What is required: Reproduce only the lines of the listing from the line holding "One point goes on every instance of the plate" through the line holding "x=203 y=132", inclusive. Shift every x and y coordinate in the answers up by 123, and leave all other lines unchanged.

Material provided:
_ _ _ _
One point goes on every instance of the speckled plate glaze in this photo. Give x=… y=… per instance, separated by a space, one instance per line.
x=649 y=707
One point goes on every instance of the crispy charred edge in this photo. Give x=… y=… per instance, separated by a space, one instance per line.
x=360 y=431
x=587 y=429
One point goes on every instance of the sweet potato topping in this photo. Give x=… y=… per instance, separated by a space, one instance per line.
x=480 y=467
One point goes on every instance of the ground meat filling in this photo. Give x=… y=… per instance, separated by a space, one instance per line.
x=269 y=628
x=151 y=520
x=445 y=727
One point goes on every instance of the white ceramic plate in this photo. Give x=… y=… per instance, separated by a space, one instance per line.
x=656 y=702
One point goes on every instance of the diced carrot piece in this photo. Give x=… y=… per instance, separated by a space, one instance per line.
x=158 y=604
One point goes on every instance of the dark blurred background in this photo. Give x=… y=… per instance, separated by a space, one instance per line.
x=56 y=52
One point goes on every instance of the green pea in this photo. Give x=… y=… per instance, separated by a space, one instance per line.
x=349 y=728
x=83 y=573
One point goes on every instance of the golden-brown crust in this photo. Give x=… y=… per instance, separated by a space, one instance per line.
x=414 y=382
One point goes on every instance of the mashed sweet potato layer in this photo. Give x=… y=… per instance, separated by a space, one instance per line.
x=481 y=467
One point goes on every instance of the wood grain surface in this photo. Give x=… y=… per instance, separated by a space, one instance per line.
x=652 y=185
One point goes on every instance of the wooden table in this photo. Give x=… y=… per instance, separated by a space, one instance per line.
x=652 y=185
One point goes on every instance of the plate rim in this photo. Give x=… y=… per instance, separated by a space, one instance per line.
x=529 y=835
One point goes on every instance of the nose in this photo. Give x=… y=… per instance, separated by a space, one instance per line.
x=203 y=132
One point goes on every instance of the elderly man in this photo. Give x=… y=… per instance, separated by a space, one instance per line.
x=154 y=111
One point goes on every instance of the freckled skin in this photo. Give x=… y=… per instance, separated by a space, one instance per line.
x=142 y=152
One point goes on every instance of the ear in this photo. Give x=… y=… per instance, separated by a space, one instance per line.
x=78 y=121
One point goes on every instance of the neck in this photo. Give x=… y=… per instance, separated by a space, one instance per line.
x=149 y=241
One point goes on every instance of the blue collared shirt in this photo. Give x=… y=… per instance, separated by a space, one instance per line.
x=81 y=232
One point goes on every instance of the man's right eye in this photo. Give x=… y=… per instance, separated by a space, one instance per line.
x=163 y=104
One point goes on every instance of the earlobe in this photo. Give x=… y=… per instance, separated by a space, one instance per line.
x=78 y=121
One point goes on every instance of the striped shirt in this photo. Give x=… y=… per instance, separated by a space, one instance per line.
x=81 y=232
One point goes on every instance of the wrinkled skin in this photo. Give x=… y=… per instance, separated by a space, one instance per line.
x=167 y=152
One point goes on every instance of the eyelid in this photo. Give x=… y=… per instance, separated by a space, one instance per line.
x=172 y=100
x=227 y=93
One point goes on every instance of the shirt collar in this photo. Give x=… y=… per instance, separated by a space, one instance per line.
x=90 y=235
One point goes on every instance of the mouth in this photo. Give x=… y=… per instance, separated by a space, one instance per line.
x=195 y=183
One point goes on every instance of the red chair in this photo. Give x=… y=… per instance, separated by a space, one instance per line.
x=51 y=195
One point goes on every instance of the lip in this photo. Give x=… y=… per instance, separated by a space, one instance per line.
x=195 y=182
_ _ _ _
Response to the task:
One point goes on every instance of the plate rim in this photo. Give x=… y=… per instance, separated by a space, one instance per line.
x=652 y=958
One point goes on every instance of the nose in this photo. Give x=… y=… per instance, separated by a space, one instance per line.
x=326 y=255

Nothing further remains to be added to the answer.